THE REQUEST: Report each line of the items below that contains the string "block". Matching is case-sensitive.

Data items
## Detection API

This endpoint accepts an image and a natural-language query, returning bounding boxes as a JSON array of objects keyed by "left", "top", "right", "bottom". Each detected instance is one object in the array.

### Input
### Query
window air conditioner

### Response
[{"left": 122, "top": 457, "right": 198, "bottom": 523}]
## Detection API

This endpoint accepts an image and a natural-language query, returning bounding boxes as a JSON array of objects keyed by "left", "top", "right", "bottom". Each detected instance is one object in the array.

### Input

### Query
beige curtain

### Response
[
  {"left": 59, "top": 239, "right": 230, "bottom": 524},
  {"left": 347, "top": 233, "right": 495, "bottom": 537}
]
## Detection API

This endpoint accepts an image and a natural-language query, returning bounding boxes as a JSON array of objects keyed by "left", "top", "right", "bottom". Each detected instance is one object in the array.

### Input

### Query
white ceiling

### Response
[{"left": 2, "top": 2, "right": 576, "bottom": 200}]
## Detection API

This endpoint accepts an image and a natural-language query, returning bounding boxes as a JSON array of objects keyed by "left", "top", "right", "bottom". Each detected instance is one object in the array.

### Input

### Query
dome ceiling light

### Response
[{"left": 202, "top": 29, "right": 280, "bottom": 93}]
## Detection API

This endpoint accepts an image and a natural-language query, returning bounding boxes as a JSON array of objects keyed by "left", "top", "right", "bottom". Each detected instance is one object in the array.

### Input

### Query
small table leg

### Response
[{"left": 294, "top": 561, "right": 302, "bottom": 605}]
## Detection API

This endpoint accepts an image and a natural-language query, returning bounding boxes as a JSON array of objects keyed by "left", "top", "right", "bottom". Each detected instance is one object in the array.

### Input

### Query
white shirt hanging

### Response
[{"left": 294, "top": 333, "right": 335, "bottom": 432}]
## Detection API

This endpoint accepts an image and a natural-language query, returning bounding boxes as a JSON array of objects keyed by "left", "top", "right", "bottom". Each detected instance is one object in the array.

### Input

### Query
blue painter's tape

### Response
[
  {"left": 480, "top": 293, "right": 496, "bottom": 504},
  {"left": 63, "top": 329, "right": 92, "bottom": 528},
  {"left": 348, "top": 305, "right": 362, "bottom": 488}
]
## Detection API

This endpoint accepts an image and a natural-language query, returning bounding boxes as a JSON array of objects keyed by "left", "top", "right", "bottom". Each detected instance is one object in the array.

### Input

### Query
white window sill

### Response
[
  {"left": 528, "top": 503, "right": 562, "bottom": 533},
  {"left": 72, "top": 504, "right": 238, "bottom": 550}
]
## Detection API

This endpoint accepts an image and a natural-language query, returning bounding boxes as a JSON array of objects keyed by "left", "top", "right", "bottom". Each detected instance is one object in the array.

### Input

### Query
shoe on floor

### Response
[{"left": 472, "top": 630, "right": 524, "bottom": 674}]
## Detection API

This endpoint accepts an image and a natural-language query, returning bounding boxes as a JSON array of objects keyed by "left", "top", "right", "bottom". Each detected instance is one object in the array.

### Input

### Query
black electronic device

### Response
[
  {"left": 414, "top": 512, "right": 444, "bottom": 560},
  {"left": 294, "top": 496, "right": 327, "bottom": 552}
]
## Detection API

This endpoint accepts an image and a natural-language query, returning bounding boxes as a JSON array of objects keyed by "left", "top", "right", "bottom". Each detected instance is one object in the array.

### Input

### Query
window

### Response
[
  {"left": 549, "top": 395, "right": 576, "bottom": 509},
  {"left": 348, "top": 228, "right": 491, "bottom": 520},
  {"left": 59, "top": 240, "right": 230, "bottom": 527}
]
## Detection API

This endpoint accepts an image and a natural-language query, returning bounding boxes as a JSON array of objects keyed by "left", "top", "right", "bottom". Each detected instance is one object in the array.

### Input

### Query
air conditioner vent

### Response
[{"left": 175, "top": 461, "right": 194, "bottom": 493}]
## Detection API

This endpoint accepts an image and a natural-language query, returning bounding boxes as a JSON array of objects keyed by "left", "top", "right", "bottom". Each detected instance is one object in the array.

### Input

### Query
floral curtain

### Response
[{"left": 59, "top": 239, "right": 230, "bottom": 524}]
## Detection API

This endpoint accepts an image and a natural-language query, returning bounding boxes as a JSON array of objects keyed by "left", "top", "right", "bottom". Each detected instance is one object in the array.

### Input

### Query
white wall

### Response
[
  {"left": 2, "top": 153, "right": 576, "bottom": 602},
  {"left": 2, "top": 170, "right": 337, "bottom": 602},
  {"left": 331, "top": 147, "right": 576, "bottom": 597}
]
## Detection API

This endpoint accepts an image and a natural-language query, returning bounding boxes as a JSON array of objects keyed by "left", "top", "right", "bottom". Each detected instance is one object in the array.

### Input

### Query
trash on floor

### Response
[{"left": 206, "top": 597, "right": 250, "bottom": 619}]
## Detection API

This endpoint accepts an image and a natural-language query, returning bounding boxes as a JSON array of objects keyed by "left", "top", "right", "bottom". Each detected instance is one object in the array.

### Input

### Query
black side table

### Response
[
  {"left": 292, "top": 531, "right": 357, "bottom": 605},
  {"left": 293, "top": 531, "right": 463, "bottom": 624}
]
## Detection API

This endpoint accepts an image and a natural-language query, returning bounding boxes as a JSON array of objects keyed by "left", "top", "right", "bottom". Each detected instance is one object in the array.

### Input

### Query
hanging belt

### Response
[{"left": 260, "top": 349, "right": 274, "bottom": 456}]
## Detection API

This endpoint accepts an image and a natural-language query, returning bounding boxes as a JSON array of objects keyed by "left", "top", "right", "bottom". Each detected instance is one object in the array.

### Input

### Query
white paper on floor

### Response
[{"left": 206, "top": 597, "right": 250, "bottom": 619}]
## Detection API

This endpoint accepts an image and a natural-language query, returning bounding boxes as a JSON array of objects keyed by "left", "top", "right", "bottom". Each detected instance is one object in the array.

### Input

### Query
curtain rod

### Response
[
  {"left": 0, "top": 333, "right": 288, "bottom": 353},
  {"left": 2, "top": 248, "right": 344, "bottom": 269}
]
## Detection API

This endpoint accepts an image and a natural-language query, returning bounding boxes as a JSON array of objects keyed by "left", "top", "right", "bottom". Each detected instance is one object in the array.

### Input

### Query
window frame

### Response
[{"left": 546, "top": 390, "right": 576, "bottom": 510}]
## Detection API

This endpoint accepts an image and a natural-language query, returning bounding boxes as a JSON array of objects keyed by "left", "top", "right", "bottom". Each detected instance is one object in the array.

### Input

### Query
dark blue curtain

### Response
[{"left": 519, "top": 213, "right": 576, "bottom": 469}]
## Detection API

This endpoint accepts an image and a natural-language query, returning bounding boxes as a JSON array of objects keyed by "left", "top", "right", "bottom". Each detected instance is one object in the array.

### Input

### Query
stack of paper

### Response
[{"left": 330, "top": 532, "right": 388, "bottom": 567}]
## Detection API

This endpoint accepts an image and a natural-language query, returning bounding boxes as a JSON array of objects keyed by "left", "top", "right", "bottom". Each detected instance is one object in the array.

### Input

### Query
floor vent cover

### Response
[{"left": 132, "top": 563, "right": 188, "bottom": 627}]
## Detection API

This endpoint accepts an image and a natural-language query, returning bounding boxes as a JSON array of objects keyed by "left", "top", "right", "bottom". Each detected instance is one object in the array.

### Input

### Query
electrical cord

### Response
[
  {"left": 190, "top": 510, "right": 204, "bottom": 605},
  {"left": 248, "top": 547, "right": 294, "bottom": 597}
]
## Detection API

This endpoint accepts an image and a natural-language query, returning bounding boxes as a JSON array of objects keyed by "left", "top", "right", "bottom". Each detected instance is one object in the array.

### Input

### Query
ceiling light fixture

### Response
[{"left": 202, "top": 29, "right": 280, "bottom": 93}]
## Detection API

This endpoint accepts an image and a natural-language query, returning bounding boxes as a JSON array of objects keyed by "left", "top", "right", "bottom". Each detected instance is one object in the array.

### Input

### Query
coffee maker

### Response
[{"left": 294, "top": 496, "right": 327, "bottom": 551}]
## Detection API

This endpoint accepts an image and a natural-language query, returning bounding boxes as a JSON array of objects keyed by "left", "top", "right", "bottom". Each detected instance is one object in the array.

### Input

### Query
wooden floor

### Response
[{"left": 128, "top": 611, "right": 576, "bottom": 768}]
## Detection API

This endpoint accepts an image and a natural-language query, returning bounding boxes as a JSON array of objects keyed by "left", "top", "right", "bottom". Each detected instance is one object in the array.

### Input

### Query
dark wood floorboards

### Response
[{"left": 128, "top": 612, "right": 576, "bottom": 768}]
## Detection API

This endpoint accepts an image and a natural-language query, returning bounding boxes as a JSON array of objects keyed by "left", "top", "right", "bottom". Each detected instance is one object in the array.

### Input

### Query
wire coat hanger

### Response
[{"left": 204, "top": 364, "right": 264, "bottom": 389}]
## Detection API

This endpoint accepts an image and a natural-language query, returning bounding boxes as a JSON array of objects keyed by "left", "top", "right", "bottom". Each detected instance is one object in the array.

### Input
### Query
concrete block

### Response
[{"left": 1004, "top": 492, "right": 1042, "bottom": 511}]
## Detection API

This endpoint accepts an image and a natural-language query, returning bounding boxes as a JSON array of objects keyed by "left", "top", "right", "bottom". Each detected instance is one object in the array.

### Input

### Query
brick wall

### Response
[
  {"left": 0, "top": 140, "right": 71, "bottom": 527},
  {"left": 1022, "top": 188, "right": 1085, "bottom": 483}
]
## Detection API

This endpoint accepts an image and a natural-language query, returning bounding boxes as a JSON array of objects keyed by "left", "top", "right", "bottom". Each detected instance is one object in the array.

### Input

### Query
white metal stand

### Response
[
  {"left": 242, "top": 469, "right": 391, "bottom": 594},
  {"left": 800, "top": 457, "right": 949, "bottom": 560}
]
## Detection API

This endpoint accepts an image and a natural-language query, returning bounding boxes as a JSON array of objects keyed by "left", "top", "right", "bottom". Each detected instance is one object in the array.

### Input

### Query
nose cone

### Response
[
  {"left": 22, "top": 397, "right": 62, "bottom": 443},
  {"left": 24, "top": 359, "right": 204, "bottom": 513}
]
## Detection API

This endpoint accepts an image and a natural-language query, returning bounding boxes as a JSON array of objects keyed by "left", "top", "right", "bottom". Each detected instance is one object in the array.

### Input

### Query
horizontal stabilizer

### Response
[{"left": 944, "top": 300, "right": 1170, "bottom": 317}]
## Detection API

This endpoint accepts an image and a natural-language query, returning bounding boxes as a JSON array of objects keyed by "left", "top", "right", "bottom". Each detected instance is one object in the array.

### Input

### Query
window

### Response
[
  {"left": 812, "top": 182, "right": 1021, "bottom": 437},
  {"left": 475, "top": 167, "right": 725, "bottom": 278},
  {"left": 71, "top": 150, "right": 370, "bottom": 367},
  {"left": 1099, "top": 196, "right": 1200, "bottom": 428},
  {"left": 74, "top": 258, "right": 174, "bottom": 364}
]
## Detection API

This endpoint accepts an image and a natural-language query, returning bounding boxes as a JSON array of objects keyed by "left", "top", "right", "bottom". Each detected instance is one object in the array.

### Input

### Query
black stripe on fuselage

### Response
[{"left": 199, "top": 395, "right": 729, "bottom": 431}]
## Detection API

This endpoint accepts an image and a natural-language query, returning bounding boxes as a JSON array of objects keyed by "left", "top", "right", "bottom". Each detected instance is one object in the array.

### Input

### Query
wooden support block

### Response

EXERCISE RESPONSE:
concrete block
wooden support block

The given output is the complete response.